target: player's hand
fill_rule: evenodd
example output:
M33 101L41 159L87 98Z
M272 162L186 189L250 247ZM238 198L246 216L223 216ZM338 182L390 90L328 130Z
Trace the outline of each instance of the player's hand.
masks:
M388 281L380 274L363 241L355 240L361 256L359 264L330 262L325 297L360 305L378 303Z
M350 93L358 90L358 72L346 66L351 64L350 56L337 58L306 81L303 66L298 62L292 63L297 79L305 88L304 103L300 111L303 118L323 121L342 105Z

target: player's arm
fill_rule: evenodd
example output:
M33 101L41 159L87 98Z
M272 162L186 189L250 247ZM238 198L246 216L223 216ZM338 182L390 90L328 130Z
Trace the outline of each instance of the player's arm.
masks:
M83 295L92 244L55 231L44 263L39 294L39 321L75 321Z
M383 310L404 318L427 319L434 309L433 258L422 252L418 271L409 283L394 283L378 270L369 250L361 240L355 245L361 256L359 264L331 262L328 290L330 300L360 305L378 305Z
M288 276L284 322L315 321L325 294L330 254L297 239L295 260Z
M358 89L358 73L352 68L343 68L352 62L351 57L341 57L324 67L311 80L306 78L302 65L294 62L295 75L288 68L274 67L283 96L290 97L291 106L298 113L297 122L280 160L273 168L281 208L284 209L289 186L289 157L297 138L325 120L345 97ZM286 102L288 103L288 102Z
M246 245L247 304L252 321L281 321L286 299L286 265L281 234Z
━━━━━━━━━━━━━━━━━━━━
Directions for this task
Reproduce each line of the records in which "Trace" appears.

Answer box
Trace the outline of each instance of the player's hand.
Trace the outline of each instance of the player's arm.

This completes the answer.